== Data for this exercise ==

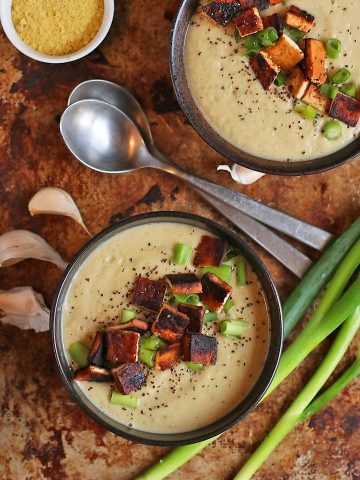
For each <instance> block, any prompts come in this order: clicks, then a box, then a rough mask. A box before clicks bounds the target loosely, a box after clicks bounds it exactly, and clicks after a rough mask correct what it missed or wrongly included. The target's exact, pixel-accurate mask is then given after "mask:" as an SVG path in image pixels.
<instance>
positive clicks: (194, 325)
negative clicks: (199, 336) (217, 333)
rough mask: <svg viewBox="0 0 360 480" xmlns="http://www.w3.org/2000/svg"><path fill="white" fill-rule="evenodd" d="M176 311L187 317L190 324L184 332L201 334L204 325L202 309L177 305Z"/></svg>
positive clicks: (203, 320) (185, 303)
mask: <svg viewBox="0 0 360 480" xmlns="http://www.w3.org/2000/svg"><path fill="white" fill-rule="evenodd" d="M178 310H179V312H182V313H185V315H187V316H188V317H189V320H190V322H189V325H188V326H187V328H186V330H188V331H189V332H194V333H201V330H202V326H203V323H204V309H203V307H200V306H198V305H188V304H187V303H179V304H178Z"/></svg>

...

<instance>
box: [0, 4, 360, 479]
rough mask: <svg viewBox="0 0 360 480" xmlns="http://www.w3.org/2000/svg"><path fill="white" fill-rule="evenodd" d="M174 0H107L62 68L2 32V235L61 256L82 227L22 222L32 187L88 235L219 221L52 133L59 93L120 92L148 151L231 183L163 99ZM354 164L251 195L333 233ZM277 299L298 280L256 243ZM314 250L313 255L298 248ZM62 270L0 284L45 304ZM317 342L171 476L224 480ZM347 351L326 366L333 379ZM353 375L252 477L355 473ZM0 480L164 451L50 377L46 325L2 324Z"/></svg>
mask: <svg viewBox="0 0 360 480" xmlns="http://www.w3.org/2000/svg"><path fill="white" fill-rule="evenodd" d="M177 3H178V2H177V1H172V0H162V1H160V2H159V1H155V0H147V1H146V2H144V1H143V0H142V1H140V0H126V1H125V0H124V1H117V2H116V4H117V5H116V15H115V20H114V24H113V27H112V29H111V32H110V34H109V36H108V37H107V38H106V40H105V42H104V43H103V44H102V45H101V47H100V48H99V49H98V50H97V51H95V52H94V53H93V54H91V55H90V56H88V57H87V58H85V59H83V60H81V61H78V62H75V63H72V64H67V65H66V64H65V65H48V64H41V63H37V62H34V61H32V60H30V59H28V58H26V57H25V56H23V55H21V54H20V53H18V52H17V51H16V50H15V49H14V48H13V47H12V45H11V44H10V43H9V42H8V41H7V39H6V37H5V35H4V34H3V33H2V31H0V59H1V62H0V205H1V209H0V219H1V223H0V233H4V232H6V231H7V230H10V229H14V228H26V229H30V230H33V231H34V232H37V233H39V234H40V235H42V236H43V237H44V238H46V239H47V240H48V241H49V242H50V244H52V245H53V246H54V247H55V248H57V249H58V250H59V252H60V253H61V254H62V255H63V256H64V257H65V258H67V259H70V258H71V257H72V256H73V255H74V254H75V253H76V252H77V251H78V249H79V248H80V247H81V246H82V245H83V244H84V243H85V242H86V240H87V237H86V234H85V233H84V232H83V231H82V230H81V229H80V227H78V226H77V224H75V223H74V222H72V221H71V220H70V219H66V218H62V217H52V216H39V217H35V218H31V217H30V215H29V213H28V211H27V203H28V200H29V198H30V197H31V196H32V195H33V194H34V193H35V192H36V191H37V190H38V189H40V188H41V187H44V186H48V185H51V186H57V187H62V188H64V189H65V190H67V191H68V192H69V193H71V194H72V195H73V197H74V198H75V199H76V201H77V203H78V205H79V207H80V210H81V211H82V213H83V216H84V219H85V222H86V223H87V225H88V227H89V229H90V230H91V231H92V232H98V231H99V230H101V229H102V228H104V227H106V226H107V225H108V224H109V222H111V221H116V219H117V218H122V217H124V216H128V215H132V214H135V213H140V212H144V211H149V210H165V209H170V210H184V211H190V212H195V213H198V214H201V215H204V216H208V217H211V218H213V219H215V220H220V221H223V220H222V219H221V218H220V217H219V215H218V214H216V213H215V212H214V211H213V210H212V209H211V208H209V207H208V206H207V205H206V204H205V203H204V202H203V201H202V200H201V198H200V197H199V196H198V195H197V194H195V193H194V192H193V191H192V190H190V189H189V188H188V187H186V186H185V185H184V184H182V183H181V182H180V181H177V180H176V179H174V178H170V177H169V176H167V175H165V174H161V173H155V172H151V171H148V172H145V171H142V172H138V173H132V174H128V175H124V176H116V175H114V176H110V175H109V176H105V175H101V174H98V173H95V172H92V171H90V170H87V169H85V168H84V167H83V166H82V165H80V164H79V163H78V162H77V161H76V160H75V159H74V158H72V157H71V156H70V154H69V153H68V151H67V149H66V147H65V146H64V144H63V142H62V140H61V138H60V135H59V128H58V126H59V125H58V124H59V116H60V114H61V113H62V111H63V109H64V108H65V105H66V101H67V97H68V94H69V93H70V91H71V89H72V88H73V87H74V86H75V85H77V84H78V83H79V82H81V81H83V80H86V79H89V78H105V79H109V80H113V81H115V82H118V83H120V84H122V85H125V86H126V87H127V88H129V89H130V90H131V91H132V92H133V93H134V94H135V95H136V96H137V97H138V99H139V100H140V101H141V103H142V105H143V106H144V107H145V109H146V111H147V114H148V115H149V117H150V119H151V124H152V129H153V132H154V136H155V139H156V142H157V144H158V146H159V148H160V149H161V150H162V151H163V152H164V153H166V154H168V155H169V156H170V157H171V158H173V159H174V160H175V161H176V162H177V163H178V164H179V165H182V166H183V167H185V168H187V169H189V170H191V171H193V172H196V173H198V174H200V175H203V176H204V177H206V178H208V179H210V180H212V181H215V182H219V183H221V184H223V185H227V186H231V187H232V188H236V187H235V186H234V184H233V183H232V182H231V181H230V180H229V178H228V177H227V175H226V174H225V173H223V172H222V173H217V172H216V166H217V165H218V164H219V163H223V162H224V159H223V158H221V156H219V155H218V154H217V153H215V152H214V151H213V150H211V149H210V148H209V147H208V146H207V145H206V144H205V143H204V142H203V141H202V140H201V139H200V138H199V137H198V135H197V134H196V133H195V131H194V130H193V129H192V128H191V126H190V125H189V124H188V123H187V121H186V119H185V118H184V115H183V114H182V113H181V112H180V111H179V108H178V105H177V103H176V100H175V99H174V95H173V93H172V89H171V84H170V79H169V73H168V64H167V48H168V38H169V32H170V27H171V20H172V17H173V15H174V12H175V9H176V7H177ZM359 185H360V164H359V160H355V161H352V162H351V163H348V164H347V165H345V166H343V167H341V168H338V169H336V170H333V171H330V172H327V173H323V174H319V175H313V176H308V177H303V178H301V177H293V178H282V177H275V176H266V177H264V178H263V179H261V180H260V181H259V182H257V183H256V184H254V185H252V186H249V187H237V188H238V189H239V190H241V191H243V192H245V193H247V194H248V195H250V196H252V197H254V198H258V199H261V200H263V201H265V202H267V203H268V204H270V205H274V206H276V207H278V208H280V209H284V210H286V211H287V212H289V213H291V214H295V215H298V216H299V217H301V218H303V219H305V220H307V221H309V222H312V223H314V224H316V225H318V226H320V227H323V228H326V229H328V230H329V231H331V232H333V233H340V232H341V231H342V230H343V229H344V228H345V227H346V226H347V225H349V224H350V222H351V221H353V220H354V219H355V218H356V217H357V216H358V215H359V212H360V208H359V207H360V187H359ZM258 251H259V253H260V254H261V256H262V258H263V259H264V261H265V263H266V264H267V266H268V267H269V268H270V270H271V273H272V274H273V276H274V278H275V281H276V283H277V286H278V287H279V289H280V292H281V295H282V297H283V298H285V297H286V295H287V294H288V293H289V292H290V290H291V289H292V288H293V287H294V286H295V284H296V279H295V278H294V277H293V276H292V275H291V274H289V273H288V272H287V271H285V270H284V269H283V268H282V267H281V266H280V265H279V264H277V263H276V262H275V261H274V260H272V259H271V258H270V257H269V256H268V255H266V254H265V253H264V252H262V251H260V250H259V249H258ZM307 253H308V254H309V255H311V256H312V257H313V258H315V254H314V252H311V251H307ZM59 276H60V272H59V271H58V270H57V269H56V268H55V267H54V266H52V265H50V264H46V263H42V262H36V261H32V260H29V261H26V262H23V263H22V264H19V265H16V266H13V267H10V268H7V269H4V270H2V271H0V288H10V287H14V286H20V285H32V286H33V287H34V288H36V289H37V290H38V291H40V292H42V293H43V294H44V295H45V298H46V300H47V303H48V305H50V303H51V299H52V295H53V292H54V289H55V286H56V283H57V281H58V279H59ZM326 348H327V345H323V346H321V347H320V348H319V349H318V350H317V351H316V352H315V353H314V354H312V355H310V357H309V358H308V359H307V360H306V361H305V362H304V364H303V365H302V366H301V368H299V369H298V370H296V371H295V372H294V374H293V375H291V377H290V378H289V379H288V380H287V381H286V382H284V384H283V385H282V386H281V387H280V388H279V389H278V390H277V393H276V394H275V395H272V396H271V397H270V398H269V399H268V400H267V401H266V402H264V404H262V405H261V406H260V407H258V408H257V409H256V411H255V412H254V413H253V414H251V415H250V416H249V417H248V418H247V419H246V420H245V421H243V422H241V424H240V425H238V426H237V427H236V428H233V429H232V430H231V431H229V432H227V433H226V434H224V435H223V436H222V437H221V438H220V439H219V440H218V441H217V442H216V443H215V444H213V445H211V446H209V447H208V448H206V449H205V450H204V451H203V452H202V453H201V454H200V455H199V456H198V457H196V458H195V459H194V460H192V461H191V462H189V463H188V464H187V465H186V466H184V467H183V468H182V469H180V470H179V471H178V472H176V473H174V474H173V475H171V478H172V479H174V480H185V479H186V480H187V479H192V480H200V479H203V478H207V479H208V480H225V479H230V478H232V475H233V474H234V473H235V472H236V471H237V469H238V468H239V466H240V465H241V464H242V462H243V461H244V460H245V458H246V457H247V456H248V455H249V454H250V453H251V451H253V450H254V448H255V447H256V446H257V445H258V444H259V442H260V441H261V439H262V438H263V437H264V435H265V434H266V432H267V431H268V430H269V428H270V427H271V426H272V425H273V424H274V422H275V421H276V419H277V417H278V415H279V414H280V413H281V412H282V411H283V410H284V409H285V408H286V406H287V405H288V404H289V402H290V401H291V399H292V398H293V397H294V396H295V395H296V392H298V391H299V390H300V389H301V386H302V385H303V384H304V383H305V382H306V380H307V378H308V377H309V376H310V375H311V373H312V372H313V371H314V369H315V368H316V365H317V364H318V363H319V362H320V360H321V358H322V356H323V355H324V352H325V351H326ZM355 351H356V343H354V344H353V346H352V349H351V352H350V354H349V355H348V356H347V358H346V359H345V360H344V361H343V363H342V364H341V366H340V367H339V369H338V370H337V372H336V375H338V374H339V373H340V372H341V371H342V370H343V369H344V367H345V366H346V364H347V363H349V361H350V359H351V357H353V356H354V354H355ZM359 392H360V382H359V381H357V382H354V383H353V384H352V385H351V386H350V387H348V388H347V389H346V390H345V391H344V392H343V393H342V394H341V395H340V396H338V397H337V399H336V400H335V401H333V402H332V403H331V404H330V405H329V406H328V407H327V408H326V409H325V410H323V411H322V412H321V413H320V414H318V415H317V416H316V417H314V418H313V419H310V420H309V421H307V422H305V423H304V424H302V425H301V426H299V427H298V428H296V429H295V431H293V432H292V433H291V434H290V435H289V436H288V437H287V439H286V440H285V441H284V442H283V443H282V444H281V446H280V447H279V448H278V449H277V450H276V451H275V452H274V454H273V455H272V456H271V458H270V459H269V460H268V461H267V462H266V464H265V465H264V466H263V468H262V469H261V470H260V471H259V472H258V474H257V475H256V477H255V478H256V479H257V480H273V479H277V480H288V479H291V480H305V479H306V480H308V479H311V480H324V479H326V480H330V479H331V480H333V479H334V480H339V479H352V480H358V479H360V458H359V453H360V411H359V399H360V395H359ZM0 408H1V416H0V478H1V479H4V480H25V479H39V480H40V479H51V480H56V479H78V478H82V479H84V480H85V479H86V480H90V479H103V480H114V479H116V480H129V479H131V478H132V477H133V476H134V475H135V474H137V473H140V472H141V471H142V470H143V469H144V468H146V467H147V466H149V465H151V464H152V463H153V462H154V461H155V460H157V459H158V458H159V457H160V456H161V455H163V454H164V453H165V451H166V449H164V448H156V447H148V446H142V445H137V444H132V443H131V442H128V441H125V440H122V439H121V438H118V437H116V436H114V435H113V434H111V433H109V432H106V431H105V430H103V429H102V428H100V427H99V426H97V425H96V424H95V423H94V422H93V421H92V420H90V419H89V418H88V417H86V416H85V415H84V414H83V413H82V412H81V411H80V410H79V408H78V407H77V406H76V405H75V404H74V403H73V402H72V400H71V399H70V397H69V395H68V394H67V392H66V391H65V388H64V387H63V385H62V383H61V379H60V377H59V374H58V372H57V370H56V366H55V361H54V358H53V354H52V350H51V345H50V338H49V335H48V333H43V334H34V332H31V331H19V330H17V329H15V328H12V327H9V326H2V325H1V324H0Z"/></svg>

== Task instructions ==
Duplicate everything from the line containing "For each <instance>" down to the line containing "negative clicks: (199, 336) (217, 333)", with both of those lines included.

== Exercise response ==
For each <instance> block, any prompts come in this order: clicks, then a box, then a rough mask. A box before clicks bounds the target loosely, a box after clicks bounds it exactly, and clicks after a rough mask correct what it missed or wrongly included. The target's exact, pixel-accurate mask is then given after "mask:" as an SVG path in image pixels.
<instance>
positive clicks: (194, 325)
negative clicks: (199, 336) (217, 333)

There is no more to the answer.